**Brief**: Your task is to restate every entry below word for word and omit the images.

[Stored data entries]
__________________________________________________

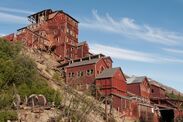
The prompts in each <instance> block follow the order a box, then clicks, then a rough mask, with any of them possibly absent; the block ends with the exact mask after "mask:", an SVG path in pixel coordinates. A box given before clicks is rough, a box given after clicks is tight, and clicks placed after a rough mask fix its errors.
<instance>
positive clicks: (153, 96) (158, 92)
mask: <svg viewBox="0 0 183 122" xmlns="http://www.w3.org/2000/svg"><path fill="white" fill-rule="evenodd" d="M150 88H151V93H150V97H158V98H165V90H164V89H163V88H161V87H159V86H157V85H154V84H151V86H150Z"/></svg>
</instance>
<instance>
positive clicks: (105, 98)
mask: <svg viewBox="0 0 183 122" xmlns="http://www.w3.org/2000/svg"><path fill="white" fill-rule="evenodd" d="M105 117H106V118H105V119H106V122H108V114H107V97H105Z"/></svg>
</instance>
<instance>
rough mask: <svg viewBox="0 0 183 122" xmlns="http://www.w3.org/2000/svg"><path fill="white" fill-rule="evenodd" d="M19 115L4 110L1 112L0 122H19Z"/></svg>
mask: <svg viewBox="0 0 183 122" xmlns="http://www.w3.org/2000/svg"><path fill="white" fill-rule="evenodd" d="M17 119H18V115H17V113H16V112H15V111H12V110H6V111H5V110H4V111H0V122H7V120H17Z"/></svg>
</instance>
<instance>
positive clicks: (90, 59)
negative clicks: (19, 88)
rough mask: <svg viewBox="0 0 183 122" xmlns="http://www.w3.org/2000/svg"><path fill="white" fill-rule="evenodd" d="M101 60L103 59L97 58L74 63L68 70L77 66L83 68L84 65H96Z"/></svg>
mask: <svg viewBox="0 0 183 122" xmlns="http://www.w3.org/2000/svg"><path fill="white" fill-rule="evenodd" d="M100 59H101V58H96V59H90V60H86V61H81V62H74V63H72V64H70V65H69V66H67V68H69V67H76V66H82V65H88V64H95V63H97V62H98V61H99V60H100Z"/></svg>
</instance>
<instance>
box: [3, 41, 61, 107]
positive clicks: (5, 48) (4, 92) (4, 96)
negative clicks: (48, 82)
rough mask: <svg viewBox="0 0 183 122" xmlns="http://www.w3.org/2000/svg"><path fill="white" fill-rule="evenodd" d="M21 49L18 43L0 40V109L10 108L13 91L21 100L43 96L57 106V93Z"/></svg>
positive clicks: (34, 62)
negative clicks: (14, 42)
mask: <svg viewBox="0 0 183 122" xmlns="http://www.w3.org/2000/svg"><path fill="white" fill-rule="evenodd" d="M21 49H22V45H21V44H20V43H11V42H8V41H6V40H3V39H0V109H4V108H10V107H11V105H12V102H13V95H14V92H15V91H16V92H17V93H18V94H19V95H20V96H21V98H22V99H24V98H25V97H26V96H27V97H28V96H30V95H31V94H43V95H44V96H45V97H46V98H47V100H48V101H49V102H55V104H56V105H59V103H60V99H61V98H60V96H59V93H58V92H57V91H55V90H53V89H52V88H50V87H49V86H48V84H47V83H46V81H45V80H43V79H42V78H41V76H40V75H39V73H38V71H37V68H36V64H35V62H34V61H33V60H32V59H31V58H30V57H28V56H26V55H24V54H23V53H21ZM14 86H15V89H16V90H15V89H14Z"/></svg>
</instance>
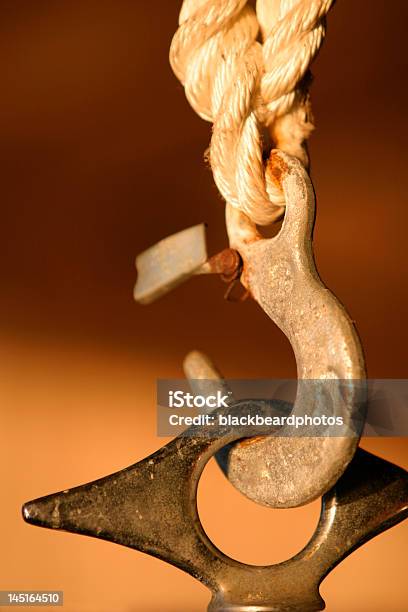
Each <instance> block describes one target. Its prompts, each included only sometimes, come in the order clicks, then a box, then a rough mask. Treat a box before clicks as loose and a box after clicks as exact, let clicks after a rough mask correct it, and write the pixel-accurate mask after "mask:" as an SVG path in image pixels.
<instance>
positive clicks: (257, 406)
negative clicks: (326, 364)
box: [157, 379, 408, 437]
mask: <svg viewBox="0 0 408 612" xmlns="http://www.w3.org/2000/svg"><path fill="white" fill-rule="evenodd" d="M226 429H230V430H234V429H237V431H236V432H234V433H239V435H241V436H242V437H250V436H253V435H274V436H289V437H290V436H296V437H299V436H326V437H327V436H360V435H363V436H408V380H406V379H398V380H397V379H396V380H391V379H375V380H374V379H370V380H367V381H365V380H364V381H363V380H338V379H334V380H333V379H330V380H289V379H284V380H282V379H269V380H220V381H218V380H190V381H187V380H179V379H177V380H164V379H162V380H158V382H157V433H158V435H159V436H177V435H180V434H184V435H191V436H217V435H220V432H221V430H222V433H223V434H225V430H226Z"/></svg>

__________________________________________________

**Result for this task**:
The prompts in each <instance> block follow the order a box, then clicks, then a rough mask, with any of them possibly absent; the block ends with the exact mask after "mask:", an SVG path in pixel coordinates. A box given before clicks is rough, a box given after clicks is tight, and clicks placed after a rough mask fix its errors.
<instance>
positive clicks: (153, 96) (158, 92)
mask: <svg viewBox="0 0 183 122" xmlns="http://www.w3.org/2000/svg"><path fill="white" fill-rule="evenodd" d="M150 88H151V93H150V97H158V98H165V90H164V89H163V88H161V87H159V86H157V85H154V84H151V86H150Z"/></svg>
</instance>
<instance>
positive clicks: (105, 98)
mask: <svg viewBox="0 0 183 122" xmlns="http://www.w3.org/2000/svg"><path fill="white" fill-rule="evenodd" d="M105 117H106V118H105V119H106V122H108V114H107V97H105Z"/></svg>
</instance>
<instance>
rough mask: <svg viewBox="0 0 183 122" xmlns="http://www.w3.org/2000/svg"><path fill="white" fill-rule="evenodd" d="M19 115L4 110L1 112L0 122H19Z"/></svg>
mask: <svg viewBox="0 0 183 122" xmlns="http://www.w3.org/2000/svg"><path fill="white" fill-rule="evenodd" d="M17 119H18V115H17V113H16V112H15V111H12V110H6V111H5V110H4V111H0V122H7V120H17Z"/></svg>
</instance>
<instance>
positive clicks: (90, 59)
negative clicks: (19, 88)
rough mask: <svg viewBox="0 0 183 122" xmlns="http://www.w3.org/2000/svg"><path fill="white" fill-rule="evenodd" d="M101 60L103 59L97 58L74 63L68 70L77 66L83 68L84 65H96Z"/></svg>
mask: <svg viewBox="0 0 183 122" xmlns="http://www.w3.org/2000/svg"><path fill="white" fill-rule="evenodd" d="M100 59H101V58H96V59H90V60H86V61H81V62H74V63H72V64H70V65H69V66H67V68H69V67H76V66H82V65H88V64H95V63H97V62H98V61H99V60H100Z"/></svg>
</instance>
<instance>
box: [3, 41, 61, 107]
positive clicks: (5, 48) (4, 92) (4, 96)
negative clicks: (48, 82)
rough mask: <svg viewBox="0 0 183 122" xmlns="http://www.w3.org/2000/svg"><path fill="white" fill-rule="evenodd" d="M21 49L18 43L0 40V109L10 108L13 91L21 100L43 96L57 106V93Z"/></svg>
positive clicks: (34, 62)
negative clicks: (14, 42)
mask: <svg viewBox="0 0 183 122" xmlns="http://www.w3.org/2000/svg"><path fill="white" fill-rule="evenodd" d="M21 49H22V45H21V44H20V43H11V42H8V41H6V40H3V39H0V109H4V108H10V107H11V105H12V102H13V95H14V92H15V91H16V92H17V93H18V94H19V95H20V96H21V98H22V99H24V98H25V97H26V96H27V97H28V96H30V95H31V94H43V95H44V96H45V97H46V98H47V100H48V101H49V102H55V104H56V105H59V103H60V99H61V98H60V96H59V93H58V92H57V91H55V90H53V89H52V88H50V87H49V86H48V84H47V83H46V81H45V80H43V79H42V78H41V76H40V75H39V73H38V71H37V68H36V64H35V62H34V61H33V60H32V59H31V58H30V57H28V56H26V55H24V54H23V53H21ZM14 86H15V89H16V90H15V89H14Z"/></svg>
</instance>
Each <instance> block describes one target. Its prompts, each included only sometimes, come in the order clicks, then a box, then a rough mask. Treat a box before clicks as loose and a box after clicks as exact, let clicks after a rough mask correct it, and write the pixel-accurate mask after "mask:" as an SVG path in image pixels.
<instance>
positive clicks: (257, 406)
negative clicks: (326, 364)
box: [157, 379, 408, 437]
mask: <svg viewBox="0 0 408 612" xmlns="http://www.w3.org/2000/svg"><path fill="white" fill-rule="evenodd" d="M226 429H230V430H234V429H237V431H236V432H234V433H239V435H241V436H242V437H250V436H253V435H274V436H289V437H290V436H296V437H299V436H326V437H327V436H360V435H363V436H408V380H406V379H398V380H397V379H396V380H391V379H375V380H374V379H370V380H367V381H365V380H364V381H363V380H338V379H334V380H333V379H330V380H289V379H284V380H282V379H269V380H220V381H218V380H190V381H187V380H179V379H177V380H164V379H162V380H158V382H157V433H158V435H159V436H177V435H180V434H184V435H191V436H217V435H220V432H221V430H222V433H223V434H225V430H226Z"/></svg>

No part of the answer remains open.